# Stated exercise
Rewrite the listing below, replacing "supply" with "provide" wherever it occurs and leaving every other line unchanged.

# Material to process
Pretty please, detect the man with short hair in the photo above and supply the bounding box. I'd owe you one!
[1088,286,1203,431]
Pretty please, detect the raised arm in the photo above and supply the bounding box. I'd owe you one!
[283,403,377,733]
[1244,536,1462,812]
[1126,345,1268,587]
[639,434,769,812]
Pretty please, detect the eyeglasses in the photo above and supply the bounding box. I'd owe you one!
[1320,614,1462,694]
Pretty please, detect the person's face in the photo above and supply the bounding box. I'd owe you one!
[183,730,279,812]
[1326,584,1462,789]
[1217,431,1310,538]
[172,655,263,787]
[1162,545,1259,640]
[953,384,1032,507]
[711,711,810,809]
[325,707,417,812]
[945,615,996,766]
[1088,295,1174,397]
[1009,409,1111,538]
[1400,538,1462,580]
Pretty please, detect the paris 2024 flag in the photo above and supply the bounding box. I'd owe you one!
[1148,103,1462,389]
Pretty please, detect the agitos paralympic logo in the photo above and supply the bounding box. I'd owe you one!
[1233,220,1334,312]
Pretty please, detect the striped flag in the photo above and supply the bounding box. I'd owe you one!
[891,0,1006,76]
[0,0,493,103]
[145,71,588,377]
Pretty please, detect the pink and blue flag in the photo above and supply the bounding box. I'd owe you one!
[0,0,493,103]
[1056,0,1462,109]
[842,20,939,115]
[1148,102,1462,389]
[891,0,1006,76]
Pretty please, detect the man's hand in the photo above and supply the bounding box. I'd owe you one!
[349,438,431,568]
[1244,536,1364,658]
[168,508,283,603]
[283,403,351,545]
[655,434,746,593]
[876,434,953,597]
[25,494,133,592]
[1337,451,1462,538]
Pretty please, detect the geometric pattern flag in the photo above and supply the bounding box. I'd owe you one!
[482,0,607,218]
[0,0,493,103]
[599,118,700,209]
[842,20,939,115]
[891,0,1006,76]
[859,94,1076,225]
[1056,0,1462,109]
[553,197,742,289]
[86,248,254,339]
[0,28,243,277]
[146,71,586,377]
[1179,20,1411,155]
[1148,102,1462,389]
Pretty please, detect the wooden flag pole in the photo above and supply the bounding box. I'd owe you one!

# Solution below
Pretty please, detect the man with short hair in the photo above and provide the bounding box. I'd owe you one!
[1088,286,1203,431]
Pretty please, detect the raised arm in the photo above and provide the bounding box. I'd owe you one!
[283,403,377,733]
[1244,536,1462,812]
[1126,345,1268,587]
[639,434,769,812]
Pretty please, detect the eyeglasses in the photo above and provide the bounding box. I'd owe you one!
[1320,614,1462,694]
Pretty please, detect the person's face in the photo above and provide the bounding box. I'd owe you one!
[183,730,279,812]
[1326,584,1462,789]
[1217,431,1310,538]
[172,655,263,787]
[1162,545,1259,640]
[953,384,1032,507]
[711,711,810,809]
[325,707,417,812]
[945,615,996,766]
[1088,295,1174,397]
[1009,409,1111,538]
[1400,538,1462,580]
Pretty please, detect the paris 2024 flag in the photo above and provide the bounding box. I'd owe you one!
[1148,103,1462,389]
Pretty please, detect the agitos paralympic logo in the photo above and provide the bounding box. I'd owe you one!
[1233,220,1334,312]
Pretty please, detect the striped flag in the photo above and provide the bounding box. I'd owe you one!
[891,0,1006,76]
[0,0,493,103]
[145,71,588,377]
Pretty please, detect the pink and blue flag in the photo above and provide the bounding box. I'd owe you one!
[0,0,493,103]
[1056,0,1462,109]
[842,20,939,115]
[1148,102,1462,389]
[891,0,1006,76]
Pretty please, detect the man's hand in the photo above and provide the bounding box. I'd owe you one!
[349,438,431,568]
[1244,536,1364,658]
[168,508,283,603]
[283,403,351,545]
[655,434,746,593]
[876,434,953,597]
[25,494,133,592]
[1337,451,1462,538]
Pretty please, detect the geometric pattern flag in the photo above and provide the bounding box. I'd owe you one!
[482,0,607,218]
[0,0,493,103]
[599,118,700,209]
[842,20,939,115]
[891,0,1006,76]
[859,94,1076,225]
[1056,0,1462,109]
[553,197,742,289]
[86,248,254,339]
[0,28,243,277]
[146,71,586,377]
[1179,20,1411,155]
[1148,102,1462,389]
Pretty please, detect the wooden flag pole in the photo above and provide the bounding box. I'd owe you one!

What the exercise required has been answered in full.